Reproduce the items below word for word, from the beginning up to and including the line that contains "pixel 37 166". Leave the pictures out of your answer.

........

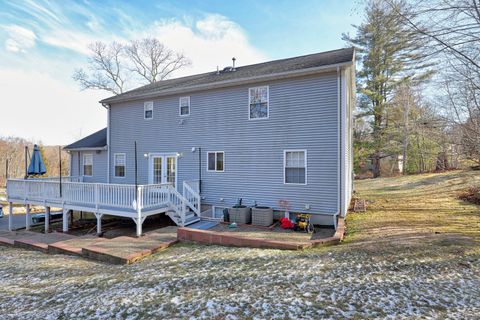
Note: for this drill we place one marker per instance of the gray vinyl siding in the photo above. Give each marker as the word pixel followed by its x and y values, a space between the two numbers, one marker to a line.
pixel 99 165
pixel 303 114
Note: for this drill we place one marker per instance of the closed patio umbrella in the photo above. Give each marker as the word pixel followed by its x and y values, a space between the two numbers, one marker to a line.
pixel 37 166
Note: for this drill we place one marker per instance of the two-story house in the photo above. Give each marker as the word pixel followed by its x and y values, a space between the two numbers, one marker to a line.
pixel 271 133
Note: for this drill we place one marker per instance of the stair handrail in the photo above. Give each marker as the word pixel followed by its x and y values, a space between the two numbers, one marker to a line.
pixel 192 197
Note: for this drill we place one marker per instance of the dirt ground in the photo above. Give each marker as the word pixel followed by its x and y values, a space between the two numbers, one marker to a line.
pixel 276 233
pixel 414 254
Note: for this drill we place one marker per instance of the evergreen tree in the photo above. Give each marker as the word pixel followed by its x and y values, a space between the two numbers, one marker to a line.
pixel 389 54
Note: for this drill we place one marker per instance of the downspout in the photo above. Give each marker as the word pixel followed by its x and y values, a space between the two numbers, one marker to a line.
pixel 107 106
pixel 339 113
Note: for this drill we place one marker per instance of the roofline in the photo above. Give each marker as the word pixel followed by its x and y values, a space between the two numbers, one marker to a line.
pixel 234 82
pixel 85 148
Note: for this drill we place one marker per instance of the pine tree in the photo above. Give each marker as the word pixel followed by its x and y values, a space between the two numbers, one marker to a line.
pixel 389 54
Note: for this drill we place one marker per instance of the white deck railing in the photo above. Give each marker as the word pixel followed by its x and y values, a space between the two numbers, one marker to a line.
pixel 93 195
pixel 103 196
pixel 191 192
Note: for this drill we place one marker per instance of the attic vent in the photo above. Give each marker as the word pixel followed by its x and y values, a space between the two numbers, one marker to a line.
pixel 229 68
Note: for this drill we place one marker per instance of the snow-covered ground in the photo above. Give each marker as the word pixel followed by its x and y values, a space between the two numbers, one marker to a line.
pixel 210 282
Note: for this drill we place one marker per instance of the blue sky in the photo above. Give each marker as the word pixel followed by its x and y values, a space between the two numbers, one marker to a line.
pixel 42 42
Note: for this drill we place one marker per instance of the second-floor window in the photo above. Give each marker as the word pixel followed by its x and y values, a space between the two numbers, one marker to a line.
pixel 216 161
pixel 184 105
pixel 148 110
pixel 120 163
pixel 88 165
pixel 258 103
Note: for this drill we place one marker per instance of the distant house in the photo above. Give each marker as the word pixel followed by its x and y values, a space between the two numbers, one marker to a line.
pixel 279 130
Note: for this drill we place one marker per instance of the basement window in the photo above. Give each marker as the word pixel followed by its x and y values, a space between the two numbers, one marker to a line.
pixel 295 167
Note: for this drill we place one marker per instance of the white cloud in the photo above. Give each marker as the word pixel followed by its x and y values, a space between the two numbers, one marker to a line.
pixel 39 107
pixel 210 42
pixel 40 99
pixel 19 39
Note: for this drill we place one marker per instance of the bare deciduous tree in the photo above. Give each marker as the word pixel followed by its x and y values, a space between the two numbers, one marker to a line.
pixel 152 61
pixel 107 69
pixel 112 67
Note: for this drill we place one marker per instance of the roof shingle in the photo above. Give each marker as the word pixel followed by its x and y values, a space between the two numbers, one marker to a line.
pixel 246 72
pixel 95 140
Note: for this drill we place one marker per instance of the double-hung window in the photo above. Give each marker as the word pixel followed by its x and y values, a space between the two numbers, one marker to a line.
pixel 216 161
pixel 120 164
pixel 148 110
pixel 258 103
pixel 295 167
pixel 184 106
pixel 88 165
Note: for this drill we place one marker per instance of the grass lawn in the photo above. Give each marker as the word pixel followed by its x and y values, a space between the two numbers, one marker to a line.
pixel 414 254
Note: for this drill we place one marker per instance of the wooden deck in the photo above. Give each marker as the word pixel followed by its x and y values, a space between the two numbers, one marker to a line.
pixel 123 200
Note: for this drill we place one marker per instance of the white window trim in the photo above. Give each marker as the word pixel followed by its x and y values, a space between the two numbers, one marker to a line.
pixel 268 103
pixel 150 165
pixel 83 164
pixel 114 164
pixel 285 166
pixel 216 161
pixel 144 110
pixel 180 107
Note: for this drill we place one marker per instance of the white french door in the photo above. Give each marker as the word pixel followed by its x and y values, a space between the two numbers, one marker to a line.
pixel 163 169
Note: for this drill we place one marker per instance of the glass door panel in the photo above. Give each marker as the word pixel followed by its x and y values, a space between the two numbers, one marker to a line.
pixel 171 170
pixel 157 170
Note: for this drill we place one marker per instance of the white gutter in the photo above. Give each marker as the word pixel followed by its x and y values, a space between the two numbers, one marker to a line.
pixel 86 149
pixel 230 83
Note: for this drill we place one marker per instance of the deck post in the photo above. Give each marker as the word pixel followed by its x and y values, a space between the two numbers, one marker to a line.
pixel 139 212
pixel 10 216
pixel 99 223
pixel 65 220
pixel 47 219
pixel 27 217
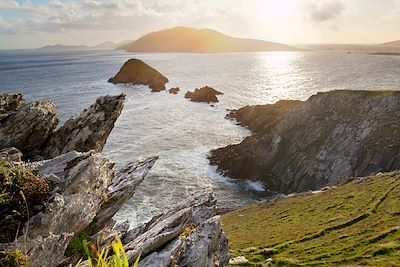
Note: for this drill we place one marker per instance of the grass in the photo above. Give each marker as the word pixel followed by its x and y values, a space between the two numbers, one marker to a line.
pixel 102 258
pixel 21 189
pixel 357 223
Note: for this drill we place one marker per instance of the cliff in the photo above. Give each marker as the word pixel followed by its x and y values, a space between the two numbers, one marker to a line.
pixel 184 39
pixel 136 71
pixel 30 127
pixel 355 224
pixel 48 207
pixel 297 146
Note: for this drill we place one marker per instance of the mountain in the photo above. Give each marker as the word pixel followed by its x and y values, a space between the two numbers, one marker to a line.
pixel 105 46
pixel 102 46
pixel 392 44
pixel 183 39
pixel 355 224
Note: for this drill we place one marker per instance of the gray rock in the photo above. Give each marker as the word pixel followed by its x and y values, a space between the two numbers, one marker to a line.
pixel 11 154
pixel 205 94
pixel 28 128
pixel 9 104
pixel 188 235
pixel 86 181
pixel 87 132
pixel 136 71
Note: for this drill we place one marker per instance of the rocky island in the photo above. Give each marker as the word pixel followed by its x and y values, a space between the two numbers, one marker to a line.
pixel 135 71
pixel 301 145
pixel 48 207
pixel 205 94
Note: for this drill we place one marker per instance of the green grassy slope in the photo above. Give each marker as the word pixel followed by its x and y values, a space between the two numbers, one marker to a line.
pixel 357 223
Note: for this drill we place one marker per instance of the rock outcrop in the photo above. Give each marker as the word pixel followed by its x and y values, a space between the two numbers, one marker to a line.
pixel 173 90
pixel 10 103
pixel 135 71
pixel 87 193
pixel 87 132
pixel 30 127
pixel 298 146
pixel 188 235
pixel 83 183
pixel 11 154
pixel 46 205
pixel 204 94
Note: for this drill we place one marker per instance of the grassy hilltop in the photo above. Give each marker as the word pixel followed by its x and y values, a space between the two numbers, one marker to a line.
pixel 357 223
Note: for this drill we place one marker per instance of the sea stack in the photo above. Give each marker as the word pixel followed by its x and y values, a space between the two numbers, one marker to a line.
pixel 205 94
pixel 136 71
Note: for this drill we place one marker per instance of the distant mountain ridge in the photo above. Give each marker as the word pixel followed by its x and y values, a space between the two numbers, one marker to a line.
pixel 191 40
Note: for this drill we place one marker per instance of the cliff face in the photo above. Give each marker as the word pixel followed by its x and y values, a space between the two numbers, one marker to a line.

........

= Result of the exercise =
Note: for this drill we place one marker per instance of the gray vinyl siding in the photo above. Give each marker as the word pixel followed by its x and y values, a space between the two numbers, one marker to a line.
pixel 99 165
pixel 303 114
Note: for this drill we place one marker per instance of the closed patio umbrella in the photo above. Give each marker as the word pixel followed by its x and y values, a space between the two numbers, one marker to a line.
pixel 37 166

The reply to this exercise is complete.